This response to the easing of pandemic-related regulations confirmed what Covid-19 had already shown us: we must often be compelled to act in our own best interests. Treasury should apply this lesson to its attempts to reform retirement saving.
National Treasury’s retirement reform, the final pieces of which are due to come into effect on 1 March 2021, has rather poor odds of having the desired effect of bolstering South African retirement savings because it largely pussyfoots around the real problem: allowing savers to make poor decisions.
The new rules require provident fund members to annuitise part of their savings at retirement, in the same way that pension fund members already do. They are the final stage of a reform process that has simplified the system, but the new regulations still leave plenty of room for people to make bad choices.
If there’s one thing we’ve learned during the Covid-19 pandemic it’s that informing people and urging them to behave responsibly will take us only so far. Unless there are strictly enforced rules many people will carry on regardless.
People pay lip service to social distancing and mask-wearing in public but, unsupervised and unjudged, they ignore the safety protocols, gatherings persist and keep the virus going. Even strict lockdown measures don’t work, except in police states and countries with naturally compliant populations.
South Africans are notoriously non-compliant, which is why we have not contained the virus as yet, and why these attempts to lock down savings won’t work either.

RAW DATA:
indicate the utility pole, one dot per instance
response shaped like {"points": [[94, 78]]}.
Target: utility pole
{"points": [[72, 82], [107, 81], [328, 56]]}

WHAT YOU NEED TO DO:
**1.** Duplicate the passage on retirement reform word for word, everything from "The new rules" down to "carry on regardless.".
**2.** Based on the passage on retirement reform, say whether each statement agrees with it, answering yes or no and quoting the words that decide it. (a) The final pieces of the reform are due to take effect on 1 March 2021. (b) Under the new rules, pension fund members must annuitise part of their savings for the first time. (c) Strict lockdown measures work in every country.
**3.** Supply the next part of the passage on retirement reform, continuing from its last sentence.

ANSWERS IN ORDER:
**1.**
The new rules require provident fund members to annuitise part of their savings at retirement, in the same way that pension fund members already do. They are the final stage of a reform process that has simplified the system, but the new regulations still leave plenty of room for people to make bad choices.
If there’s one thing we’ve learned during the Covid-19 pandemic it’s that informing people and urging them to behave responsibly will take us only so far. Unless there are strictly enforced rules many people will carry on regardless.

**2.**
(a) Yes: "the final pieces of which are due to come into effect on 1 March 2021"
(b) No: "in the same way that pension fund members already do"
(c) No: "Even strict lockdown measures don’t work, except in police states and countries with naturally compliant populations."

**3.**
The evidence shows that we don’t usually make optimal choices, even when we are well-informed. Instead, we do what feels comfortable, which is often nothing at all. When it comes to saving and investing, we procrastinate and disengage. We choose instant gratification over long-term benefit. We would rather have 3% more take-home pay each month than 50% more income in retirement.
That’s not to say our savings system has not been improved. It has. The tax laws and access rules have largely been harmonised across the different fund types, making the system less confusing and more accessible.
Group schemes are required to offer risk-appropriate and cost-effective default portfolios, which will improve the long-term savings outcome for many. Preservation is now the default option, so employees don’t automatically cash out when they leave.
Pension and provident fund members approaching retirement are entitled to counselling to help them make better decisions about their savings.
There’s also the new ASISA cost disclosure standard, which lets members review and compare fund costs – a key driver of long-term investment returns – across different products and providers.
And a new FSCA Conduct Standard, prescribes the minimum skills and training required for retirement fund trustees so that they may do a better job safeguarding members’ interests.
These are all worthwhile changes that facilitate better outcomes. But facilitation is not enough. We also need changes that deliver better outcomes because fund members are still free to choose poorly. They can still invest in high-cost actively managed funds if they are given investment choice. They can still cash out every time they change jobs. They can still avoid annuitisation by resigning before retirement.
Compounding this, employers are still not required to offer a retirement fund and, if they do, there is no legal minimum contribution rate. And there is no formal cap on fund fees.
To achieve better outcomes, the regulator needs to set firm rules and boundaries. Other countries show the way. In Australia’s superannuation system, every employer is required to pay at least 9.5% of each employee’s earnings into a “super” fund. Benefits are preserved to age 60. Exceptions must be motivated on the basis of severe financial hardship, specific medical conditions, or compassionate grounds. Even then, only one withdrawal is allowed over any 12-month period, limited to AUD10,000 (around R115,000).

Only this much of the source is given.